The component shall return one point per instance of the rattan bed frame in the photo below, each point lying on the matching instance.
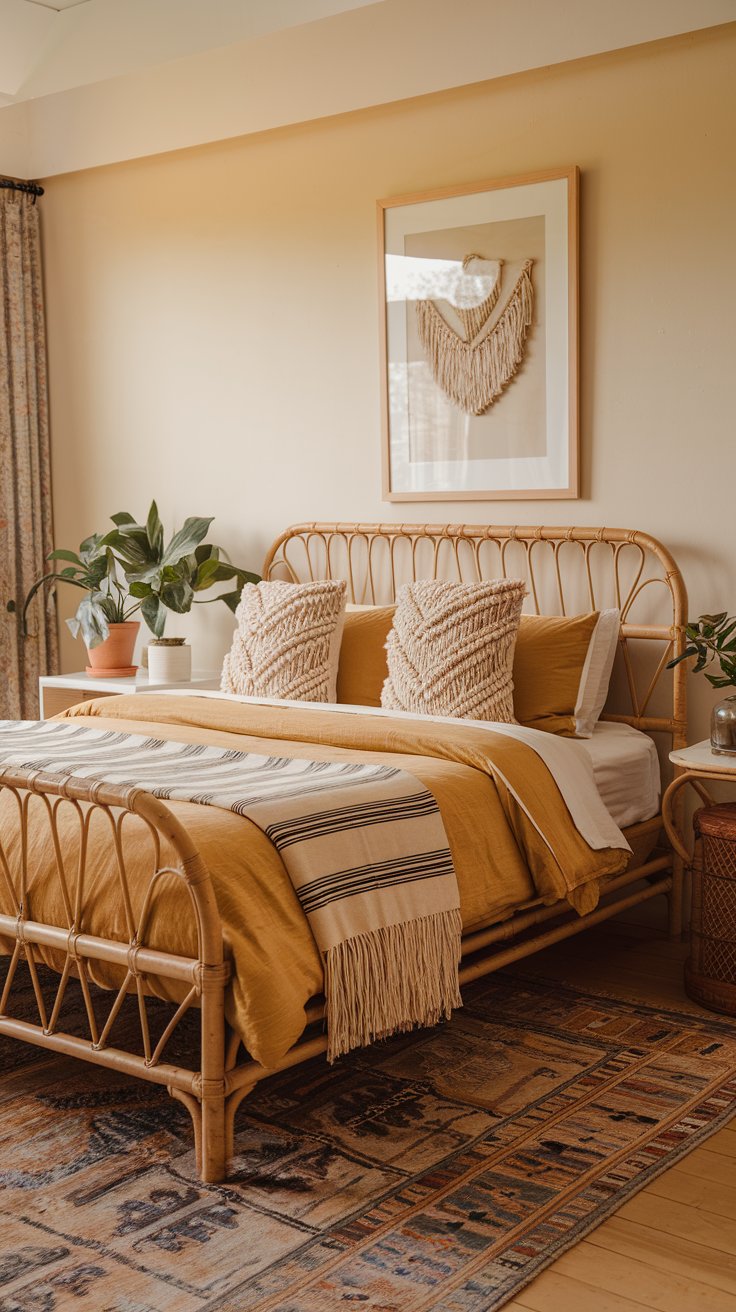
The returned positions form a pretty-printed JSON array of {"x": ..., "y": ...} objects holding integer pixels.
---
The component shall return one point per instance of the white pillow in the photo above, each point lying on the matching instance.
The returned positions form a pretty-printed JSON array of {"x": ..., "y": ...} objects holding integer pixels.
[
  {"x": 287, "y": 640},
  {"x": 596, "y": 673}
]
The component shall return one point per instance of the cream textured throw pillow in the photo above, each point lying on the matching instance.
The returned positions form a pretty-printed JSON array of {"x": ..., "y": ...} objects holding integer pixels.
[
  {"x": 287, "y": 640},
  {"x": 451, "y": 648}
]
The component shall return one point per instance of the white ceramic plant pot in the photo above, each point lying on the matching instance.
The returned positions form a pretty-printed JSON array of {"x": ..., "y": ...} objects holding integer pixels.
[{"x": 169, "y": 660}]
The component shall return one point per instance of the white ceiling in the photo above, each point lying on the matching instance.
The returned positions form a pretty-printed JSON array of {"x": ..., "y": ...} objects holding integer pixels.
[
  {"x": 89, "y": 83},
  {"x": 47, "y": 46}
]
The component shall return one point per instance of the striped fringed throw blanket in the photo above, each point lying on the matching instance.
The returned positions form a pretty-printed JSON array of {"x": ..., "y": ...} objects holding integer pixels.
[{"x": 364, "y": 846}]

• [Descrizione dell'esercizio] Riporta ogni riga delle voci qui sopra in cui compare la parola "pillow".

• [Risultato]
The component shall return one point per instance of the white pillow in the photo above, each point lying on the matching instance.
The component shall return one point per instance of the cream textured throw pillow in the photo above, each point lying on the matching instance.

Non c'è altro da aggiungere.